**Document excerpt**
"""

Anyone have any lining and button suggestions for a navy suit?
I do navy lining with Navy. I think it looks best that way. Do horn black or horn dark brown buttons.
It's personal preference. I went dark brown horn with brown lining.
Umbrellas are back in stock, with two new whangee umbrellas.
If anyone is interested in how the measurement consultation works, these were my recommendations, with accompanying explanations:
Your shoulders are square (as opposed to sloping) so we'll raise the angle of the shoulders +2 cm
You could also consider switching to the soft shoulder padding so they don't look as prominent
The shoulders also look a hair too wide, so -0.5 cm
Back chest (across the armpits) is loose, so -1.5 cm
Waist looks ok in the back. Does it feel loose?
Assuming the side photos are the natural way you hang your arms, then we'll adjust the sleeve pitch backward 1 cm
Sleeve length -2 cm
Button stance -1.5 cm lower, should be at the narrowest part of your waist
I'm thinking about getting a couple of rugby shirts. I'm a 38R. Is the recommendation still to go with an L?
I just received one of his belts in medium brown. I'd say that medium is probably a better match to the AE walnut color. BTW, it's a very nice belt. Good quality leather.

"""

**Data extract**
"""

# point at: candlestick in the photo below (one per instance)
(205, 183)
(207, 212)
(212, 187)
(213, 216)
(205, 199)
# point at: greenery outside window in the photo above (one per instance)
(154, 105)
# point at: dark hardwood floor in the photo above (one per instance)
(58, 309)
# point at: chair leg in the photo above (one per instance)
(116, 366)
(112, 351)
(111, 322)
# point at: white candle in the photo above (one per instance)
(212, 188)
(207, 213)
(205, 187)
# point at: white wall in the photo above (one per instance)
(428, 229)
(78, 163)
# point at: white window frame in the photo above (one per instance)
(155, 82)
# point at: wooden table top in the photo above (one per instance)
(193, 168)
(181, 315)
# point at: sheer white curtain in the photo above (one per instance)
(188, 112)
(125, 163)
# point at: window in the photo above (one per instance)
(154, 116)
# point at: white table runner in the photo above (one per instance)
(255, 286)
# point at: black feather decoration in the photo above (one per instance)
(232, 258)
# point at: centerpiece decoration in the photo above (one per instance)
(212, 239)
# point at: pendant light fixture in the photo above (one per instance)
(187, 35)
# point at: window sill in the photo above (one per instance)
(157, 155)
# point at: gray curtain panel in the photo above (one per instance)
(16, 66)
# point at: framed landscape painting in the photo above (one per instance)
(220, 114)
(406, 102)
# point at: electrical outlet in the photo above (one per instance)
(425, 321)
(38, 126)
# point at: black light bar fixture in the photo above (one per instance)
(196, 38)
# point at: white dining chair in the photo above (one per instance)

"""

**Written task**
In the suit forum thread, by how much does the measurement consultation recommend raising the angle of the shoulders? The rows are separate material, apart from the suit forum thread.

**Solution for this task**
By 2 cm, because the shoulders are square rather than sloping.